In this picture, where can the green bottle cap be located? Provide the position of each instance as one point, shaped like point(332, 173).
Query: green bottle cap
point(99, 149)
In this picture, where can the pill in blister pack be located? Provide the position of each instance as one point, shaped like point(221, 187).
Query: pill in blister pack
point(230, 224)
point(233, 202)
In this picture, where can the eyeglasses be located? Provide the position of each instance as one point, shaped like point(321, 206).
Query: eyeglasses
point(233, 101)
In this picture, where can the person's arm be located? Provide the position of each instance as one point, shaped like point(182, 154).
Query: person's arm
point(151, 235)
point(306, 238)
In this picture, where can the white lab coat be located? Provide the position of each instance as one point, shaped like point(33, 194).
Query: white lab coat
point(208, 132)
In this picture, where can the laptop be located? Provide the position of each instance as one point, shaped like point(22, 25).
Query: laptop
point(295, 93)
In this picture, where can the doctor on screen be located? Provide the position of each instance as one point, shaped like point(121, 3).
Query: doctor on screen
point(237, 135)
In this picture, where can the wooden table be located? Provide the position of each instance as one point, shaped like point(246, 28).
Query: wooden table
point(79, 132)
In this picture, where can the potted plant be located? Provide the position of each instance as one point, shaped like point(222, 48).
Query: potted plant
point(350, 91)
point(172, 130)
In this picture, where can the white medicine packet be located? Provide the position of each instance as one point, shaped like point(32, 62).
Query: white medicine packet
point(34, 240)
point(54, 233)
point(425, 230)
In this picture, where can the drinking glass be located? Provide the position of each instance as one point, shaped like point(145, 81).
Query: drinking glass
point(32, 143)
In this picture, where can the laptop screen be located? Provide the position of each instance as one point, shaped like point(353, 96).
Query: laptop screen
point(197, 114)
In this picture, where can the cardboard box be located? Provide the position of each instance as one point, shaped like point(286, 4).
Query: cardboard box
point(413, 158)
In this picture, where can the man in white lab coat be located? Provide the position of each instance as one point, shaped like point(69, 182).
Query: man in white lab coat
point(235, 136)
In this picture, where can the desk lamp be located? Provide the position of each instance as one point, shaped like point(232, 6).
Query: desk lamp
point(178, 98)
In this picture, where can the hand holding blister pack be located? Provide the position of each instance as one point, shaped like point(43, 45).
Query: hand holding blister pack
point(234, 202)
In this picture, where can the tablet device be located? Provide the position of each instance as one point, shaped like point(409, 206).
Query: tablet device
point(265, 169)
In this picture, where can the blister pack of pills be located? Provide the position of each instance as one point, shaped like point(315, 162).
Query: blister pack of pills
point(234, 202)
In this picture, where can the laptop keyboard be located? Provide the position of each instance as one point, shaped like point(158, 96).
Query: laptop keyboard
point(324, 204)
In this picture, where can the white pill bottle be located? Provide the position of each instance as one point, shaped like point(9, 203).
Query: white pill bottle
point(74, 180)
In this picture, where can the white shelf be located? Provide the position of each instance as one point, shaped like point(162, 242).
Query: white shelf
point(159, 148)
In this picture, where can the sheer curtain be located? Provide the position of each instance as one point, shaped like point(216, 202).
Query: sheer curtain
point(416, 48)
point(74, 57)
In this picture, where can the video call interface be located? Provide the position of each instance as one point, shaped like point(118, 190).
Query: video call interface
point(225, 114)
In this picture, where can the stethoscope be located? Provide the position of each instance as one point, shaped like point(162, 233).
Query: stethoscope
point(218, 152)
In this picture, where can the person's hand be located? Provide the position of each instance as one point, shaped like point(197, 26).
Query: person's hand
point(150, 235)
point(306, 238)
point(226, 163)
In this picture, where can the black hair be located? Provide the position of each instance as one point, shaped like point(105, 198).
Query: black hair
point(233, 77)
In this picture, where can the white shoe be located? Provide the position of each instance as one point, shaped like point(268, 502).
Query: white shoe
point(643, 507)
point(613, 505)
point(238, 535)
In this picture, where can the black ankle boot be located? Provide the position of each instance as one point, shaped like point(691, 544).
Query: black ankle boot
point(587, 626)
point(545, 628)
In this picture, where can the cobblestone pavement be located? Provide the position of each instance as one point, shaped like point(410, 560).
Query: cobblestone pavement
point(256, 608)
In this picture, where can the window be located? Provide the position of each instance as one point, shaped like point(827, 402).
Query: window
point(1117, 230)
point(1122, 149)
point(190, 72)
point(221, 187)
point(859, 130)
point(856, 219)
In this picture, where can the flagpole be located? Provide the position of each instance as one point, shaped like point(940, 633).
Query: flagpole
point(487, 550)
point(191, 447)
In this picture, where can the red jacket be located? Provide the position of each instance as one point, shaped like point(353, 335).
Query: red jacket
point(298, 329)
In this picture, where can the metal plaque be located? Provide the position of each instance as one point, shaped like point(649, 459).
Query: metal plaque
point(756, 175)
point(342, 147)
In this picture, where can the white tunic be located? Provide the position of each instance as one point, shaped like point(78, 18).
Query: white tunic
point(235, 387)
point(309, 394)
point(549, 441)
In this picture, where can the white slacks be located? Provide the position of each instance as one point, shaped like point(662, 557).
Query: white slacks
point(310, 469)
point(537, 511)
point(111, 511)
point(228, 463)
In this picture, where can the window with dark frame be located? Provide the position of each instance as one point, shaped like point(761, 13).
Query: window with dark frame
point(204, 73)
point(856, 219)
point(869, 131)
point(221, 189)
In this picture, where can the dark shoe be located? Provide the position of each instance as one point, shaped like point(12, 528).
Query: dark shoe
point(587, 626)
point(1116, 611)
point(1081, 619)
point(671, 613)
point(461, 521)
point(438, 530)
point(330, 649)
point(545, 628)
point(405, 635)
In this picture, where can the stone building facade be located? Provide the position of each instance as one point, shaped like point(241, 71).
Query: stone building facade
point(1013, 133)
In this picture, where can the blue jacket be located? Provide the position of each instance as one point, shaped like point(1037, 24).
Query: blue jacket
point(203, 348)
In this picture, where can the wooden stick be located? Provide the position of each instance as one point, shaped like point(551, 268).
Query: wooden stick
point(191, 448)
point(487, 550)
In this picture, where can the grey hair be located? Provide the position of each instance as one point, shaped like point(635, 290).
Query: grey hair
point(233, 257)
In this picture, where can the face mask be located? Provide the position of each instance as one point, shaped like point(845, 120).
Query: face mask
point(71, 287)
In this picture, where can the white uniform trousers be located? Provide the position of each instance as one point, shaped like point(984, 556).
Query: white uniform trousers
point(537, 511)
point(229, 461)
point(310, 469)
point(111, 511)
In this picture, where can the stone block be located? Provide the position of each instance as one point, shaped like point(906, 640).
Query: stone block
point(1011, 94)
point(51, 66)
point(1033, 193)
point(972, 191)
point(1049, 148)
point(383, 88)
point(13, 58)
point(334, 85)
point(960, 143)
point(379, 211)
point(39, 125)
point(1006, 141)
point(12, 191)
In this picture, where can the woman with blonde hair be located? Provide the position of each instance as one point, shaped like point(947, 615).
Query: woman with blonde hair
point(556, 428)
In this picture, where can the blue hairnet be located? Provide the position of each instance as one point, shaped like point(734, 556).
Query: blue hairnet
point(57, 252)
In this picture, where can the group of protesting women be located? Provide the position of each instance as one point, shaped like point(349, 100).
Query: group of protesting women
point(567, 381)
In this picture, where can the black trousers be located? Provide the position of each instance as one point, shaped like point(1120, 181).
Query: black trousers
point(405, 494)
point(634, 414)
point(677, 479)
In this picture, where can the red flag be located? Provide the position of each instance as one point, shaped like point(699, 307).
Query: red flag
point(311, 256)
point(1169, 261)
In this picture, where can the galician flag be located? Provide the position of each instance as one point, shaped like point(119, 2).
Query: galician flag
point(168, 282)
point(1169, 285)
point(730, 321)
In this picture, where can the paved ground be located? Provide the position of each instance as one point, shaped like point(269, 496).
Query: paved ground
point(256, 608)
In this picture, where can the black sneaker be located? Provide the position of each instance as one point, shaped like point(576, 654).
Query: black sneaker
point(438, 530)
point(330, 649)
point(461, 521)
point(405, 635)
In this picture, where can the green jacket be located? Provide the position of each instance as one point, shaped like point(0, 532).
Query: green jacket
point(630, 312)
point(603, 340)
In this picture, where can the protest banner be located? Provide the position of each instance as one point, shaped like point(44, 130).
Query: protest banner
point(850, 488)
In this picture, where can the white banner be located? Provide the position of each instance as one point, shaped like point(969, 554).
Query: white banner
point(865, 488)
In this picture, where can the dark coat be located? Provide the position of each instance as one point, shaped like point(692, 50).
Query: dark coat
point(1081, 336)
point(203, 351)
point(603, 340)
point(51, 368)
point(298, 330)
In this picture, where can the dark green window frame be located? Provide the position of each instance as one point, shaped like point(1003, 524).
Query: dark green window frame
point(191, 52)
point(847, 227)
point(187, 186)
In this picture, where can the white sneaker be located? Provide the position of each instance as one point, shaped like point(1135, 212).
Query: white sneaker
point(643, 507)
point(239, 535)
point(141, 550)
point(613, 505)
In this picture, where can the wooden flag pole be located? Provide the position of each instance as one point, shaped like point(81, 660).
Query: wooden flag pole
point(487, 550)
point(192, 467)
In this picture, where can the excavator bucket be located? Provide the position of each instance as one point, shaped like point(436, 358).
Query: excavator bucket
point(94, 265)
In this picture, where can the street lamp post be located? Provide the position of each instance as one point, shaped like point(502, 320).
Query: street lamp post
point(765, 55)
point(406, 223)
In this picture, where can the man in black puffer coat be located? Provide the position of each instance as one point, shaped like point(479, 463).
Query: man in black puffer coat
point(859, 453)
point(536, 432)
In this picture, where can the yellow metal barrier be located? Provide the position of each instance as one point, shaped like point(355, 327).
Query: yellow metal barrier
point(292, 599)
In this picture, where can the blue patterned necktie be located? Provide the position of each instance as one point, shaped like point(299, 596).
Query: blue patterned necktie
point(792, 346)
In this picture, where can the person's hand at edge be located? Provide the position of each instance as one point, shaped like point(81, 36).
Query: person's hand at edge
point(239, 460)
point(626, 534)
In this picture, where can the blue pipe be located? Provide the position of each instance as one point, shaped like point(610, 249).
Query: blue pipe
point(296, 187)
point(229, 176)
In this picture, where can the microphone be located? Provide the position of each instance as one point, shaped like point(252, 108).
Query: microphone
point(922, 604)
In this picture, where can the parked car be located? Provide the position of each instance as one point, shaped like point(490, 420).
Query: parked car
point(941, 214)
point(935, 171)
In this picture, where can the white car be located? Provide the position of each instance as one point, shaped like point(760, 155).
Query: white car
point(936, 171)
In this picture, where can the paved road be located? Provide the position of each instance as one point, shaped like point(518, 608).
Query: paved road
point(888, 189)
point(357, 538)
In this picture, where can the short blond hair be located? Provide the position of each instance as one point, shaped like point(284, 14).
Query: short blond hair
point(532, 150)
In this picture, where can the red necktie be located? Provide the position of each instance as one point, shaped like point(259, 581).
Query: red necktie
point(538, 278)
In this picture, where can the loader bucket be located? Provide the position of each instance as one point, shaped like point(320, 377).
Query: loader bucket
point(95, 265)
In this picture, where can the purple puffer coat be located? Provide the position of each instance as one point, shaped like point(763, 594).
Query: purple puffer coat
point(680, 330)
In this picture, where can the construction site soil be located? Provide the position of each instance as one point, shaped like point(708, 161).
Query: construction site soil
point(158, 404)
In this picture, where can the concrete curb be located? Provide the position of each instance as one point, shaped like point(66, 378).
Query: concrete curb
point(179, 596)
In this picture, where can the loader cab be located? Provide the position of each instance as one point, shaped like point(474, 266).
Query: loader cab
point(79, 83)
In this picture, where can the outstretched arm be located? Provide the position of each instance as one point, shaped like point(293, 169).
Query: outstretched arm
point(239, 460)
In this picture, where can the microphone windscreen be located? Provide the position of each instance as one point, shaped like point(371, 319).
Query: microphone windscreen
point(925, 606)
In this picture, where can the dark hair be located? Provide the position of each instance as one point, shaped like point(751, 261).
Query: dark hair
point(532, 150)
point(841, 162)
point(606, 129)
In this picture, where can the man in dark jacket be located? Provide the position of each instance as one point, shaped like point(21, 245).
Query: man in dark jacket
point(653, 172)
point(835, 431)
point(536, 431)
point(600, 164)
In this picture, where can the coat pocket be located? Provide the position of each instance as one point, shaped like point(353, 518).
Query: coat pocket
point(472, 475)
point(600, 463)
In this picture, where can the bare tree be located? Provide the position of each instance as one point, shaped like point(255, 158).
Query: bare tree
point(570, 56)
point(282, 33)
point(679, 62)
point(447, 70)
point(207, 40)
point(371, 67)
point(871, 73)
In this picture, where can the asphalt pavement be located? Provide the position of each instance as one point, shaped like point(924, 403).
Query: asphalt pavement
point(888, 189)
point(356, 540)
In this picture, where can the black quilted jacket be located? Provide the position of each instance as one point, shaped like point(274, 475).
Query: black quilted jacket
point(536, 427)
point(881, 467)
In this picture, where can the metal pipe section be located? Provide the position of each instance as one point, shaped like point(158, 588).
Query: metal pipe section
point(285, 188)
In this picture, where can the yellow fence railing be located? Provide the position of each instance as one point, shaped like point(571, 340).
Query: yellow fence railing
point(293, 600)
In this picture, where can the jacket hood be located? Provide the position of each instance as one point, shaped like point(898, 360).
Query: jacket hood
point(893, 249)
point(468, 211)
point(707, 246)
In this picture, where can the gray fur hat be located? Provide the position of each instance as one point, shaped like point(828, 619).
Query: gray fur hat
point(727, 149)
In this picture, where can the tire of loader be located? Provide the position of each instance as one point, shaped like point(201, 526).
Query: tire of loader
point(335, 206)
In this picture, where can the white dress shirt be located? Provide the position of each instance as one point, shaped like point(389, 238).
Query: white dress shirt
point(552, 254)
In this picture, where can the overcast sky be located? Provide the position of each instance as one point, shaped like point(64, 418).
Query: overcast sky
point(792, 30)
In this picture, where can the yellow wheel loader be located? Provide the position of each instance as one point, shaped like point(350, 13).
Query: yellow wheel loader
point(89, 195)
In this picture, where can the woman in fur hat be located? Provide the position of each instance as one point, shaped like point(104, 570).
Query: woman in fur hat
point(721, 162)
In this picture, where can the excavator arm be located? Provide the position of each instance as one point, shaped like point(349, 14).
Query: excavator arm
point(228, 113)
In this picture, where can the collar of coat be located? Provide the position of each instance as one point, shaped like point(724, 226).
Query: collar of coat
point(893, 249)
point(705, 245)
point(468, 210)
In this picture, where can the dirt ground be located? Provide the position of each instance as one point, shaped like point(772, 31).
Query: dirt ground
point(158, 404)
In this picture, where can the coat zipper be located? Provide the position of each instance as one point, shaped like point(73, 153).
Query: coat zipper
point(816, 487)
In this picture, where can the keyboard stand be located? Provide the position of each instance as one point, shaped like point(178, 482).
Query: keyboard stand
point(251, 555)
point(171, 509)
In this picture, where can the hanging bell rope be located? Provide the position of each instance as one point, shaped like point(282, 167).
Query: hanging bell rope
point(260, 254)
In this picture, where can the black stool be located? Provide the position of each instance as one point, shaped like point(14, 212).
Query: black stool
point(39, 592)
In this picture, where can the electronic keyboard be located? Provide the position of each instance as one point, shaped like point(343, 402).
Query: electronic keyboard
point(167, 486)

- Task item:
Output should match, line for line, the stretch of the material above from the line holding "Query: paved road" through the line holding "In this picture, where can the loader bucket".

- Written solution:
Query: paved road
point(888, 189)
point(357, 538)
In this picture, where can the short blond hair be located? Provide the position of each instance as one point, shaped like point(284, 14).
Query: short blond hair
point(532, 150)
In this picture, where can the red necktie be located? Provide the position of each instance as one point, shaped like point(259, 581).
Query: red necktie
point(538, 278)
In this picture, where can the loader bucket be located? Provide the position of each instance as one point, shaped like point(320, 377).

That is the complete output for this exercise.